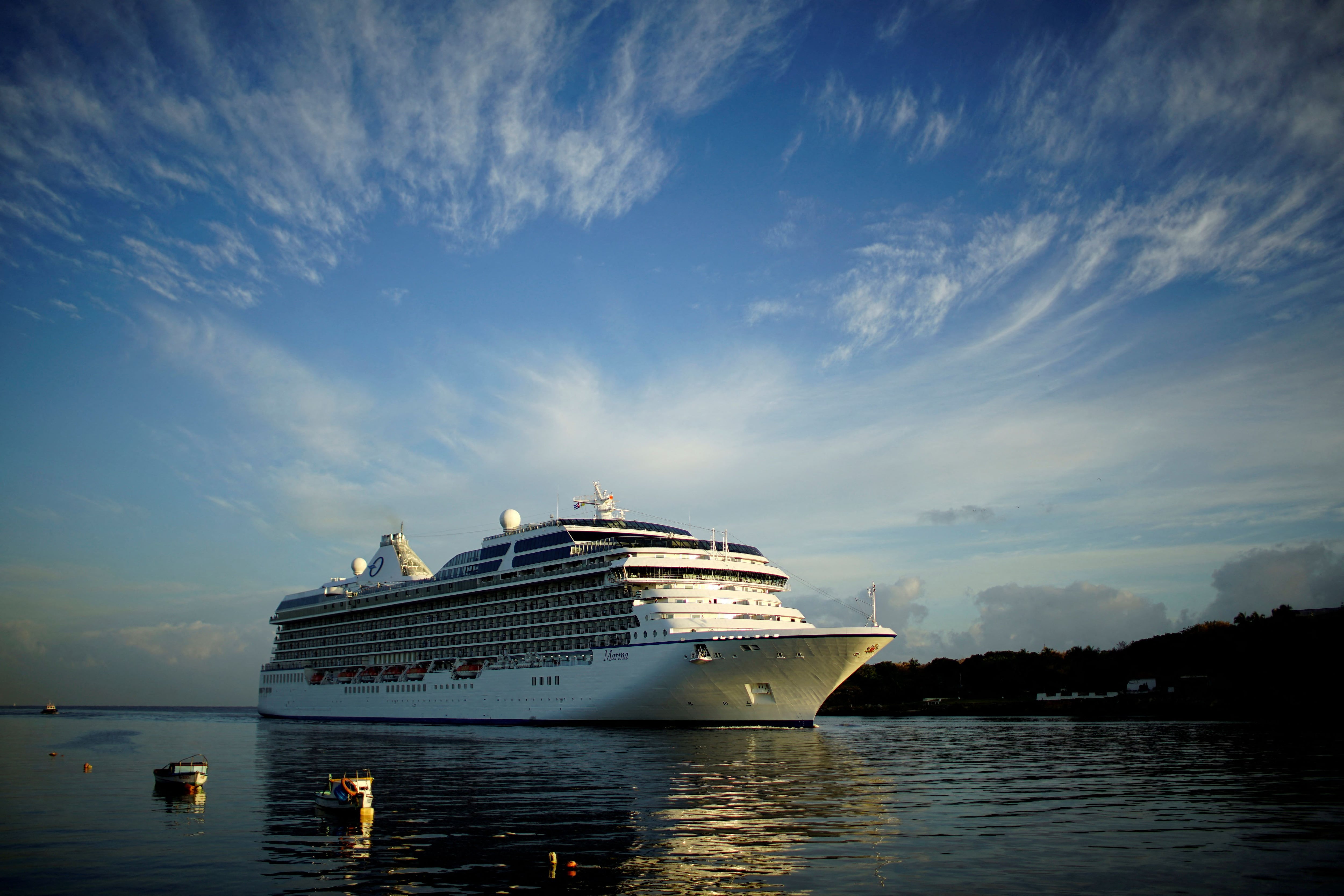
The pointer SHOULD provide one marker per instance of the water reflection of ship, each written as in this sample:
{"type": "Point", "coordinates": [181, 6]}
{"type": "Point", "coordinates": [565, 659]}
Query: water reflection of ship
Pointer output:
{"type": "Point", "coordinates": [759, 806]}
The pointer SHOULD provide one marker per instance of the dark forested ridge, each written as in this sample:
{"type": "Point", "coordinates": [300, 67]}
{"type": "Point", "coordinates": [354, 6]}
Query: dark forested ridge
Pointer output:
{"type": "Point", "coordinates": [1253, 667]}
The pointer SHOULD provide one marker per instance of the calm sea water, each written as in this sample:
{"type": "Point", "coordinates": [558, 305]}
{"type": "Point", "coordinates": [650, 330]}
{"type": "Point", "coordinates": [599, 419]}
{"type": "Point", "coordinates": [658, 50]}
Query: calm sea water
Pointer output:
{"type": "Point", "coordinates": [858, 805]}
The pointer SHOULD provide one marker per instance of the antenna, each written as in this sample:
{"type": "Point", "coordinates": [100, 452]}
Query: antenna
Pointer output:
{"type": "Point", "coordinates": [603, 506]}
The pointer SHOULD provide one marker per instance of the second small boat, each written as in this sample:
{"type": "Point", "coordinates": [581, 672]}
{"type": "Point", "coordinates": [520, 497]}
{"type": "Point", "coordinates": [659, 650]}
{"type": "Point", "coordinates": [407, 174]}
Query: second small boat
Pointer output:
{"type": "Point", "coordinates": [354, 793]}
{"type": "Point", "coordinates": [189, 773]}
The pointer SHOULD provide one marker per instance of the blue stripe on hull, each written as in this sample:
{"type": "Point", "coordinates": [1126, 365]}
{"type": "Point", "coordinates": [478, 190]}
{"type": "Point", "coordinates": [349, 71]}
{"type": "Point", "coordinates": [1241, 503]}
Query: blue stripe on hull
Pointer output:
{"type": "Point", "coordinates": [744, 723]}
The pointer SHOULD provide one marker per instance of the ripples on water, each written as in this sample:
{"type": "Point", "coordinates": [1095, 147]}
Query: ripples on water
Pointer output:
{"type": "Point", "coordinates": [913, 805]}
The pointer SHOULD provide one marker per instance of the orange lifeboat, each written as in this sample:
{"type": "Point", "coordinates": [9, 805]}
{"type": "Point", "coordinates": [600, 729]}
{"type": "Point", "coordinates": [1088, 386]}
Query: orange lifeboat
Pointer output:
{"type": "Point", "coordinates": [467, 671]}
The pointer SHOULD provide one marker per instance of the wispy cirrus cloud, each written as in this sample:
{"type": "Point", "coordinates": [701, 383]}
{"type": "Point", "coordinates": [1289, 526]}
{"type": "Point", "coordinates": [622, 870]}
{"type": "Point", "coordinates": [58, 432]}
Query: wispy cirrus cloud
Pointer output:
{"type": "Point", "coordinates": [1148, 165]}
{"type": "Point", "coordinates": [468, 119]}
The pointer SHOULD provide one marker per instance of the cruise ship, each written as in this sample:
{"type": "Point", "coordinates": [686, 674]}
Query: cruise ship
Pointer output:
{"type": "Point", "coordinates": [569, 621]}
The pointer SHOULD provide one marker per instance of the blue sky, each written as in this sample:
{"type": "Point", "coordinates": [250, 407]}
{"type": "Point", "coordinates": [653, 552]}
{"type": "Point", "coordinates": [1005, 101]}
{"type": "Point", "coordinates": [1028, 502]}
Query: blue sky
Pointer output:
{"type": "Point", "coordinates": [1027, 311]}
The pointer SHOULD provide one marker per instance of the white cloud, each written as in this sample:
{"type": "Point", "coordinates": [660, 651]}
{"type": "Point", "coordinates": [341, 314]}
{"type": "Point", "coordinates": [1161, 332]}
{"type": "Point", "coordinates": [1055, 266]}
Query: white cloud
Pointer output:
{"type": "Point", "coordinates": [1018, 617]}
{"type": "Point", "coordinates": [845, 108]}
{"type": "Point", "coordinates": [178, 641]}
{"type": "Point", "coordinates": [68, 308]}
{"type": "Point", "coordinates": [1304, 577]}
{"type": "Point", "coordinates": [21, 639]}
{"type": "Point", "coordinates": [767, 309]}
{"type": "Point", "coordinates": [966, 514]}
{"type": "Point", "coordinates": [910, 280]}
{"type": "Point", "coordinates": [456, 113]}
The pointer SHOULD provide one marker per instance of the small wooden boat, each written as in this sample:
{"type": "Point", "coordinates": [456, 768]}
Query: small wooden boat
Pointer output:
{"type": "Point", "coordinates": [354, 793]}
{"type": "Point", "coordinates": [189, 773]}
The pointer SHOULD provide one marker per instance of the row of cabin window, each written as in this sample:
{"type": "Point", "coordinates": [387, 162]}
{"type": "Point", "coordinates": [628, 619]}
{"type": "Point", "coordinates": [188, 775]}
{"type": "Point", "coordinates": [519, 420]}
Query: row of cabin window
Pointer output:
{"type": "Point", "coordinates": [533, 590]}
{"type": "Point", "coordinates": [456, 640]}
{"type": "Point", "coordinates": [530, 605]}
{"type": "Point", "coordinates": [396, 688]}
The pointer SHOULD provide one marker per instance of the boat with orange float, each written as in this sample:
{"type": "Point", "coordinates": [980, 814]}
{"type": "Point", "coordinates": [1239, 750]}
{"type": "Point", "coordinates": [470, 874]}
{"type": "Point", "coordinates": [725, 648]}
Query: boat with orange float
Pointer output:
{"type": "Point", "coordinates": [189, 773]}
{"type": "Point", "coordinates": [349, 793]}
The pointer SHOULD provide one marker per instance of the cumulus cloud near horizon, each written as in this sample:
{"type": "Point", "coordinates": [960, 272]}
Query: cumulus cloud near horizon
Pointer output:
{"type": "Point", "coordinates": [1030, 617]}
{"type": "Point", "coordinates": [1310, 576]}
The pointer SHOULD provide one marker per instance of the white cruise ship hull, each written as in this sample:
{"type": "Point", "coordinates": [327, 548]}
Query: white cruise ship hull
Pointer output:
{"type": "Point", "coordinates": [759, 677]}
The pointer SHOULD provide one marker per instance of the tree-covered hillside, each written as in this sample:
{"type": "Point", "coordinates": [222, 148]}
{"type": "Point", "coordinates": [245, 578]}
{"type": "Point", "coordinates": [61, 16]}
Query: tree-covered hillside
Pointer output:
{"type": "Point", "coordinates": [1254, 666]}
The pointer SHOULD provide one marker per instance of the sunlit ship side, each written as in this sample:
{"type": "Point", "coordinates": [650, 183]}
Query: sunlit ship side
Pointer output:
{"type": "Point", "coordinates": [572, 621]}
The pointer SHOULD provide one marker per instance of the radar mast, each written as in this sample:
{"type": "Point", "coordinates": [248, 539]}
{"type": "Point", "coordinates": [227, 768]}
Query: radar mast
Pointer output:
{"type": "Point", "coordinates": [604, 507]}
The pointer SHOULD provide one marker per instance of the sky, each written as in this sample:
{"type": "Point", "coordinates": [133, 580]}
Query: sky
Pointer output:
{"type": "Point", "coordinates": [1029, 312]}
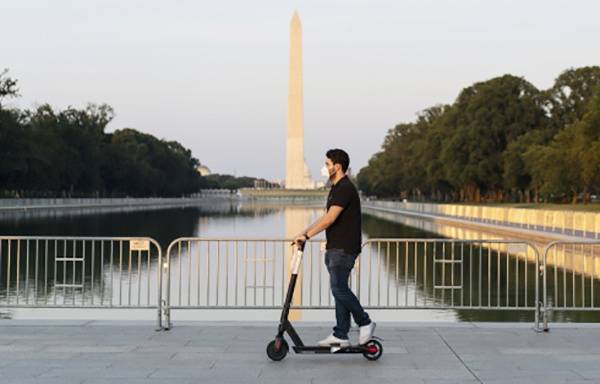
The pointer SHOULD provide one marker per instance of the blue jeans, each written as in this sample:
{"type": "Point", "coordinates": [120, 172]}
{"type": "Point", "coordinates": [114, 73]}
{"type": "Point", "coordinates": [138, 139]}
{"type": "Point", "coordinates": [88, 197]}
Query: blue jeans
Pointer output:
{"type": "Point", "coordinates": [339, 264]}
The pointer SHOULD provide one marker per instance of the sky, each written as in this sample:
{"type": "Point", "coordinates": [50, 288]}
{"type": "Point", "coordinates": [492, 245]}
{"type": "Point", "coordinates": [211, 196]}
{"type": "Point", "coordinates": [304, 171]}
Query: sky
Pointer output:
{"type": "Point", "coordinates": [213, 75]}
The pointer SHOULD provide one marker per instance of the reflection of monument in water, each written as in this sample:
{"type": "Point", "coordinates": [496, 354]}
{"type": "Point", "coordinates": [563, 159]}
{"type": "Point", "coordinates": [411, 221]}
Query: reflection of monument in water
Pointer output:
{"type": "Point", "coordinates": [297, 175]}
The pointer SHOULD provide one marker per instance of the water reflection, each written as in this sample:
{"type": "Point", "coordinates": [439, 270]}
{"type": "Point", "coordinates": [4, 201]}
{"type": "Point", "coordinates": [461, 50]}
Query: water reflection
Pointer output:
{"type": "Point", "coordinates": [230, 218]}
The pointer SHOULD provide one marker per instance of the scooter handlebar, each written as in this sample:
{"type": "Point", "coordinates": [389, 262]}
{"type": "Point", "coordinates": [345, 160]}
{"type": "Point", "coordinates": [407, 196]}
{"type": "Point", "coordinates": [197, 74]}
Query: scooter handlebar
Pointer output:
{"type": "Point", "coordinates": [299, 245]}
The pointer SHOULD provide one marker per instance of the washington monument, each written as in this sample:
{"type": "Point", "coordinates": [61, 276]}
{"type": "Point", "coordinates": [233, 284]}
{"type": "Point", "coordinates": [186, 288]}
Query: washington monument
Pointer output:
{"type": "Point", "coordinates": [297, 175]}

What is asked: From the line holding "of the washington" through the last line above, reproduce each line exactly and add nothing.

Answer:
The pointer SHOULD provide one marker per instance of the washington monument, each written as in this sample:
{"type": "Point", "coordinates": [61, 276]}
{"type": "Point", "coordinates": [233, 284]}
{"type": "Point", "coordinates": [186, 288]}
Query: washington monument
Pointer output:
{"type": "Point", "coordinates": [297, 175]}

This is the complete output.